[Object pointing dataset rows]
__________

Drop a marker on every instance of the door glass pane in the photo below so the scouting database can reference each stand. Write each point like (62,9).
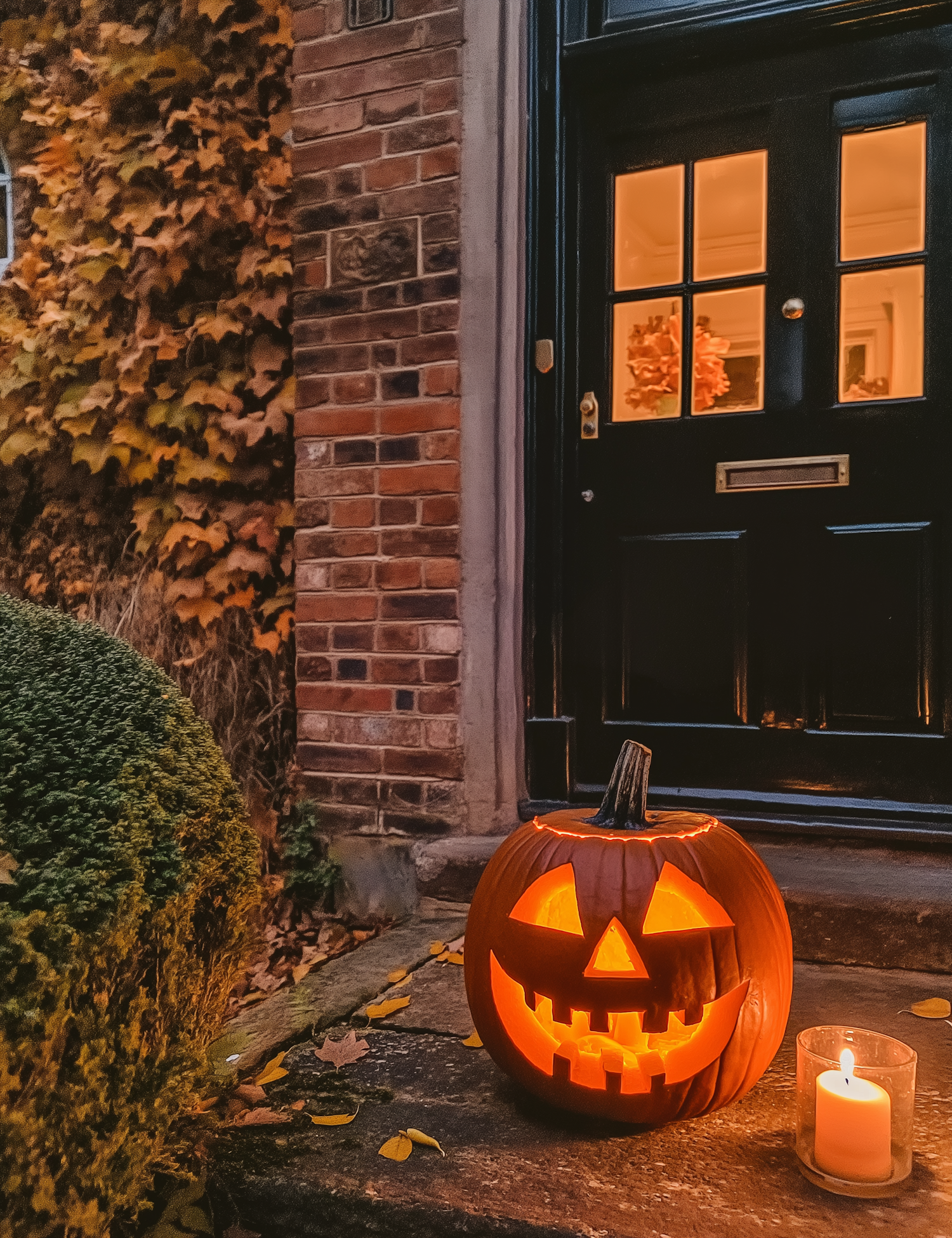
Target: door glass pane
(649,228)
(883,192)
(729,350)
(880,333)
(731,216)
(647,363)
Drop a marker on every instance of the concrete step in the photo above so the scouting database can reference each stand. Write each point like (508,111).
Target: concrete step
(869,907)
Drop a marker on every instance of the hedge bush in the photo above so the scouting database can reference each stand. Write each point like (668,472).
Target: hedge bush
(122,919)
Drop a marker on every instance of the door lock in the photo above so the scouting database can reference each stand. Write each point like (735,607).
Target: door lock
(590,415)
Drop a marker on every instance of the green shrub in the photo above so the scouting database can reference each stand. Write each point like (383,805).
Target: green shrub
(122,926)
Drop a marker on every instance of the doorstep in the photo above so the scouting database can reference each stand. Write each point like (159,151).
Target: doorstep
(519,1169)
(857,905)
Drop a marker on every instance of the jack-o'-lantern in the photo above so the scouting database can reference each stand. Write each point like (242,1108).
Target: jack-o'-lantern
(633,965)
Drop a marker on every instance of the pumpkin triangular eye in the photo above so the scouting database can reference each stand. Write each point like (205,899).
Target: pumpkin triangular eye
(551,903)
(617,955)
(678,903)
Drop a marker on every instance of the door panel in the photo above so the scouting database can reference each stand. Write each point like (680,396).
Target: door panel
(777,643)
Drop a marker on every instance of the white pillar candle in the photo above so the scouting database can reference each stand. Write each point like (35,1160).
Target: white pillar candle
(853,1124)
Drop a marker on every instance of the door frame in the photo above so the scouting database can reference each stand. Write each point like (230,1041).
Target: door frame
(571,49)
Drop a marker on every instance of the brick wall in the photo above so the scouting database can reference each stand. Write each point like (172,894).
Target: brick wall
(376,180)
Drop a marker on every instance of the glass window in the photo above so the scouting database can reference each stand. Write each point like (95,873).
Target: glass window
(649,228)
(647,363)
(731,216)
(883,198)
(880,333)
(728,350)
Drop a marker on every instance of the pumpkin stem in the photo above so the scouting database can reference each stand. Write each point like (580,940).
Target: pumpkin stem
(625,804)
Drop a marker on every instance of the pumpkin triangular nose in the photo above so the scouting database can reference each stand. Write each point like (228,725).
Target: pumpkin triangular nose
(617,955)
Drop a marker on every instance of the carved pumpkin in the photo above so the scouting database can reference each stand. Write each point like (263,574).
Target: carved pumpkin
(633,965)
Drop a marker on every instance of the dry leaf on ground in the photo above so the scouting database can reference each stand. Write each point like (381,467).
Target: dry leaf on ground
(260,1118)
(420,1138)
(385,1008)
(273,1071)
(398,1148)
(340,1053)
(932,1008)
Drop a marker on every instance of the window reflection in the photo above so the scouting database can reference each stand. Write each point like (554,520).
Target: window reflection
(728,350)
(649,228)
(731,216)
(883,192)
(880,335)
(647,363)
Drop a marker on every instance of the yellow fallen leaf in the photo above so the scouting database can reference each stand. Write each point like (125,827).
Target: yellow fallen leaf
(932,1008)
(420,1138)
(332,1119)
(385,1008)
(273,1071)
(398,1148)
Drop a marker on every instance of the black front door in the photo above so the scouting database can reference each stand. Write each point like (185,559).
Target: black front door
(759,510)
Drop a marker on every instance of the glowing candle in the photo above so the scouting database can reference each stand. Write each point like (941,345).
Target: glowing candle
(853,1124)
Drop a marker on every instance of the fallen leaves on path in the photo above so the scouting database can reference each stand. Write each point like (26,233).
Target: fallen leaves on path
(273,1071)
(385,1008)
(340,1053)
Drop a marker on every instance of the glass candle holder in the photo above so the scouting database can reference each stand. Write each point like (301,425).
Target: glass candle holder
(854,1114)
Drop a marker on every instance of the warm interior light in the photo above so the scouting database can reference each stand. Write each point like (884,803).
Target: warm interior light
(678,903)
(551,903)
(617,955)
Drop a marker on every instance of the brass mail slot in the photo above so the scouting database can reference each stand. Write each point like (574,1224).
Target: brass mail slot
(794,473)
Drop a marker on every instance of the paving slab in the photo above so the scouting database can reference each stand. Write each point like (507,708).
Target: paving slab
(336,990)
(520,1169)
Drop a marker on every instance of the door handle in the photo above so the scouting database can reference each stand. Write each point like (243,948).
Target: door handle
(590,415)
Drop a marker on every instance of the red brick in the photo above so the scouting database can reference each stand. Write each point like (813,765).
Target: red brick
(352,513)
(348,697)
(426,348)
(340,759)
(328,607)
(333,152)
(439,701)
(444,161)
(310,24)
(388,173)
(441,380)
(355,388)
(387,109)
(354,637)
(336,421)
(398,638)
(442,573)
(444,510)
(440,764)
(372,78)
(352,576)
(419,479)
(441,96)
(395,670)
(401,573)
(444,446)
(340,118)
(407,419)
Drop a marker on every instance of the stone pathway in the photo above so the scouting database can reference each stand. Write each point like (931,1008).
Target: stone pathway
(519,1169)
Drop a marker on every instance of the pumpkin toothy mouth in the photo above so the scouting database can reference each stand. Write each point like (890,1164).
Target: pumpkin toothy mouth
(626,1060)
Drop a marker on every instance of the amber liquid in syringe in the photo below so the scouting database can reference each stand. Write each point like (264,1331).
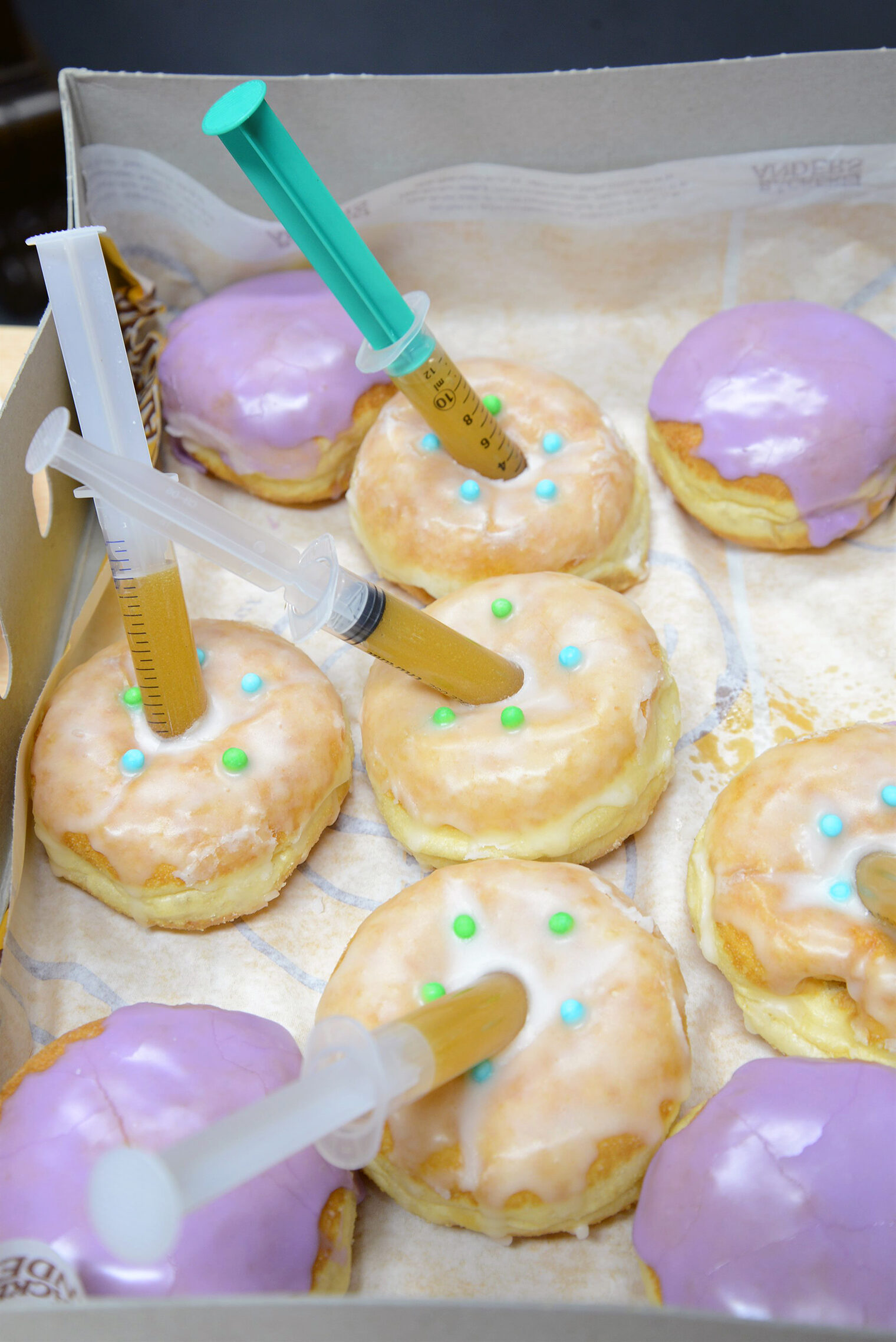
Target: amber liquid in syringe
(466,428)
(473,1024)
(162,647)
(435,652)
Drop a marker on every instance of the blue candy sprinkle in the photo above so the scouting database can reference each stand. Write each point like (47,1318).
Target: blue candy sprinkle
(572,1011)
(569,657)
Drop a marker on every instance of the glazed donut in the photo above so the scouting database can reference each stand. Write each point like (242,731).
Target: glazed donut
(581,505)
(207,827)
(773,895)
(776,1200)
(153,1076)
(566,771)
(556,1132)
(259,387)
(775,424)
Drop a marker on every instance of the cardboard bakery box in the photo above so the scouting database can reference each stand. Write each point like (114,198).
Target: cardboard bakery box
(365,133)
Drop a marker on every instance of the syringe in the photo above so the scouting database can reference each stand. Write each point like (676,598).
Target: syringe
(877,883)
(143,563)
(351,1081)
(396,336)
(318,591)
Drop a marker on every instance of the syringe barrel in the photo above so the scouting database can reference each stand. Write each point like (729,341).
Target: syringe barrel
(435,385)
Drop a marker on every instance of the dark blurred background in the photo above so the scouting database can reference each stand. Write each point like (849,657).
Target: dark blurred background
(351,37)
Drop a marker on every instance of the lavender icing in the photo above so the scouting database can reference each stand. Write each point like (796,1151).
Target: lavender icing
(261,371)
(790,390)
(154,1076)
(778,1200)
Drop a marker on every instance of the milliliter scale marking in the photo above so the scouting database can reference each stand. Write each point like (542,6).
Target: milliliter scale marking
(162,645)
(467,430)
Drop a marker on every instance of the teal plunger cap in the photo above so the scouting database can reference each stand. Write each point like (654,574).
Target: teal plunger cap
(235,108)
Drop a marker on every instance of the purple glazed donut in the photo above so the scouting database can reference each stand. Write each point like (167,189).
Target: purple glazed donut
(259,385)
(775,424)
(153,1076)
(778,1199)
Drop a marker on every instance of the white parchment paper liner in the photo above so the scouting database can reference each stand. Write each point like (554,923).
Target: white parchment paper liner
(765,647)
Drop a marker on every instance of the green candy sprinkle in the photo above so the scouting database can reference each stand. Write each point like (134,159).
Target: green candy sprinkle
(465,926)
(235,760)
(512,717)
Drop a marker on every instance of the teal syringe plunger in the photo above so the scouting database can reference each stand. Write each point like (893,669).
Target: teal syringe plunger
(395,331)
(319,593)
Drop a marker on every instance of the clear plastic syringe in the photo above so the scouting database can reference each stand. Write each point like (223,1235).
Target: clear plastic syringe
(143,563)
(393,325)
(318,591)
(351,1081)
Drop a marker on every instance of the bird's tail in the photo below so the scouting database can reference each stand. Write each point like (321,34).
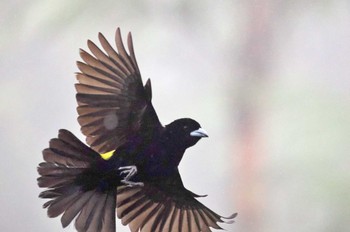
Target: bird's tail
(68,175)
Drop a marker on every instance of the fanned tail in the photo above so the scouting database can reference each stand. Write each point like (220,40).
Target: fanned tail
(72,188)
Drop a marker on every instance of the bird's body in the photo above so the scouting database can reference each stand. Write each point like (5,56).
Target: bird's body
(132,162)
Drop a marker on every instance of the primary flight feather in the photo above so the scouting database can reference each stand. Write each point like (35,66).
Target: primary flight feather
(131,167)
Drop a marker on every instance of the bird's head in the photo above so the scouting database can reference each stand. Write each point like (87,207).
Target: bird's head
(185,132)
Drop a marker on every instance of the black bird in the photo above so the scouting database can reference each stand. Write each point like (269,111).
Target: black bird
(132,162)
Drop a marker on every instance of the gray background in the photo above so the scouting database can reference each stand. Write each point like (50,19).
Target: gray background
(269,80)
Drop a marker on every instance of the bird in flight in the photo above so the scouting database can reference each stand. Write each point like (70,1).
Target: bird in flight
(130,168)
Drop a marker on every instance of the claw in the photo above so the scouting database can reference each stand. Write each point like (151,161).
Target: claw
(130,171)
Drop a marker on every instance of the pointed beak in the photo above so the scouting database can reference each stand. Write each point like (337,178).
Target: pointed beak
(199,133)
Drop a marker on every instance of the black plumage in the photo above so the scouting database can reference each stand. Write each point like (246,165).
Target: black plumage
(117,117)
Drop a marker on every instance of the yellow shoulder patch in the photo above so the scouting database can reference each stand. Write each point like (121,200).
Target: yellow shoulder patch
(107,155)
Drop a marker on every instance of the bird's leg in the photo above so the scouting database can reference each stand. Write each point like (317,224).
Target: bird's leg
(129,171)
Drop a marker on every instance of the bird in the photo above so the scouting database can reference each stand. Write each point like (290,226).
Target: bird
(129,167)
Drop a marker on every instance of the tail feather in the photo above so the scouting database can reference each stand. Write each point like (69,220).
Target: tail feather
(67,162)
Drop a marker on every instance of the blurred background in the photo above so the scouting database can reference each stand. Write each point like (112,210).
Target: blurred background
(269,80)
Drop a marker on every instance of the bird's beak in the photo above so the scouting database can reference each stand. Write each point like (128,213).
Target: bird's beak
(199,133)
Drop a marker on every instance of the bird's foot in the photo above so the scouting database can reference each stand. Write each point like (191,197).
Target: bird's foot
(131,183)
(129,171)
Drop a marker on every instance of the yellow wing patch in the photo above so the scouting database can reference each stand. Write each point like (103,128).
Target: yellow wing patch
(107,155)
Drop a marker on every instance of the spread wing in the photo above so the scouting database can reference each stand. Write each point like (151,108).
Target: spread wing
(157,207)
(113,104)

__________

EXERCISE -> Give back, unchanged, every line from the one with "Drop a marker on every instance of the bird's foot" to the end of the entries above.

RESULT FOR THIS EXERCISE ->
Drop a marker on every instance of the bird's foot in the photo above so the scouting database can reference each stand. Write each point like (191,197).
Target: bird's foot
(131,183)
(129,171)
Drop a marker on every instance of the yellow wing patch in the photo above so the scouting database can reference each stand. Write each point like (103,128).
Target: yellow wing patch
(107,155)
Drop a marker on every instance of the spread wing in the photo above so the scouting database can reference each stand. Write each point like (151,108).
Target: spread wing
(157,207)
(113,104)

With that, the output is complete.